So, in the jargon, a tight fiscal envelope. The question was whether Alastair Darling, like so many previous Chancellors who found themselves backed into a financial corner, could manage to pull a rabbit out of the hat.
More money for the NHS
At first sight the answer appears to be yes. The headline-grabbing figure from the 2007 comprehensive spending review for health was the 4% real annual increase over the next three years for the English NHS. This was more than many had expected and defied the rumours of a more paltry 3%, which would have been below the historic average of around 3.4% and some distance from the 2002 Wanless Review recommendation of 4.4%.
In fact - and just to get what some may feel is a somewhat nerdy accounting point out of the way - the 4% real rise was only possible due to what was essentially the recycling over the next three years of a reduction in the planned capital spend for the NHS in England this year of £1.96 billion. Without this deferred spending, the real annual average rise would have been closer to 3%. But so what if the real increase this year was reduced slightly - the NHS still got the money in the end. But of course, in a fiscally tight CSR it was presentationally important to push the coming years’ allocations as close as possible to the Wanless figure.

********

__Exercises to complete__:
• a. Answer these questions from the excerpt on NHS funding:
(i) What real annual increase for the English NHS over the next three years did the 2007 comprehensive spending review set?
(ii) What figure did the 2002 Wanless Review recommend?
(iii) By how much was the planned capital spend for the NHS in England reduced this year?
• b. Copy out the excerpt on NHS funding, starting at "In fact - and" and ending at "the Wanless figure.".
• c. Continue the excerpt on NHS funding with what comes after its final sentence.

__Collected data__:
********

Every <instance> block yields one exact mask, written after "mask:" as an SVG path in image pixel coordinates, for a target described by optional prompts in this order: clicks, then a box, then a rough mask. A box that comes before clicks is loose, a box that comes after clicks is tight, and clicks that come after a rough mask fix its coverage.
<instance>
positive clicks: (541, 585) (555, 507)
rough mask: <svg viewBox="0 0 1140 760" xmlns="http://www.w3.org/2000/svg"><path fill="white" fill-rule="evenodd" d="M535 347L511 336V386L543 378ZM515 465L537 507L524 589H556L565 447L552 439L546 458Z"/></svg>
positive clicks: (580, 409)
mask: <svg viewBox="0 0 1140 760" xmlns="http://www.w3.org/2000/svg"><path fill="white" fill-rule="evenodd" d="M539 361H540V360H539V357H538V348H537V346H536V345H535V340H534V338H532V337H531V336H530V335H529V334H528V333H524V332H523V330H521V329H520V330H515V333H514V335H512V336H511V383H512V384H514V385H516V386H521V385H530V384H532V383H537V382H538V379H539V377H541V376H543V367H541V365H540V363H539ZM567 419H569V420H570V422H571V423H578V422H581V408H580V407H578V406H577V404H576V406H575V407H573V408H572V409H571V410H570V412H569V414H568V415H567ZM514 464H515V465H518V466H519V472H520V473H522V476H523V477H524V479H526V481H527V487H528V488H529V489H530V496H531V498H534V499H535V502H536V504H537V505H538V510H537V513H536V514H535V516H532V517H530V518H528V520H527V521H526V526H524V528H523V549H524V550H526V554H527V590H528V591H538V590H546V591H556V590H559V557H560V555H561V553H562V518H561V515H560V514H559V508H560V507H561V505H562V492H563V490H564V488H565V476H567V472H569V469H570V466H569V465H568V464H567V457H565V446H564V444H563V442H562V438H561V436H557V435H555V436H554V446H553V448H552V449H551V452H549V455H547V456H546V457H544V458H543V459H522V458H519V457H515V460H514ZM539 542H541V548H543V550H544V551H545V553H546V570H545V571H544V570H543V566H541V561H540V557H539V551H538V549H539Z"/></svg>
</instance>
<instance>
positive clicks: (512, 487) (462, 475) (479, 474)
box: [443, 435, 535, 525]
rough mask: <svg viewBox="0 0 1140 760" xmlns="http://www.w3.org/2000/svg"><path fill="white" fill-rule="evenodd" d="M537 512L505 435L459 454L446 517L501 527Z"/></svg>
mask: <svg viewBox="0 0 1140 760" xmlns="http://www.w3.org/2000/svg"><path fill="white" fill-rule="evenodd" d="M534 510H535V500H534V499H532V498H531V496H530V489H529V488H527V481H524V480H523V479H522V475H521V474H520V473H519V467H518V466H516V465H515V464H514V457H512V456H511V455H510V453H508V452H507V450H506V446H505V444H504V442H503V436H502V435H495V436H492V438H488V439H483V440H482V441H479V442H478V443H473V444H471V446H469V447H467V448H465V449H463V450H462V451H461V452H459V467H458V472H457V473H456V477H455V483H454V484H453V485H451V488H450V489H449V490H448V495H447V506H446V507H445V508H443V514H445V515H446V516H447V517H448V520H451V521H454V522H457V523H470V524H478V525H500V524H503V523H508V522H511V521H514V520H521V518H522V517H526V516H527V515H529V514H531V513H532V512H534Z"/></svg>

********

__Answers__:
• a.
(i) 4%
(ii) 4.4%
(iii) £1.96 billion

• b.
In fact - and just to get what some may feel is a somewhat nerdy accounting point out of the way - the 4% real rise was only possible due to what was essentially the recycling over the next three years of a reduction in the planned capital spend for the NHS in England this year of £1.96 billion. Without this deferred spending, the real annual average rise would have been closer to 3%. But so what if the real increase this year was reduced slightly - the NHS still got the money in the end. But of course, in a fiscally tight CSR it was presentationally important to push the coming years’ allocations as close as possible to the Wanless figure.

• c.
Aside from the presentation, this forward transfer of funds does raise a more substantial question: why and how has the NHS underspent its £15.8 billion capital budget by nearly £6 billion over the last three years? It’s not as if the NHS estate is beyond further improvement.
Nevertheless, the English NHS can expect a cash increase of just over £6 billion next year, nearly £6.5 billion in 2009/10 and £6.9 billion in 2010/11. With the broad measure of economy-wide inflation estimated by the Treasury to be 2.75% per year over the next three years, this will effectively reduce the total cash increase of £19.4 billion by around £8 billion or 40%. Of course, NHS-specific inflation is likely to be slightly higher than that for the economy generally - say an additional half of one percent. This would reduce the total cash amounts by around 50%.
Assuming Scotland, Wales and Northern Ireland follow the percentage rises announced for England, this will take UK-wide NHS spending to around £131 billion, equivalent to about 8.2% of projected GDP in 2010. Together with estimated private spending of 1.4% of GDP, this means the UK is within touching distance of Tony Blair’s 2000 pledge to match the average European spend on health care - and represents a three-fold cash increase since 1997. However, the downside is that other countries are also increasing their spending - the EU average spend is a moving target.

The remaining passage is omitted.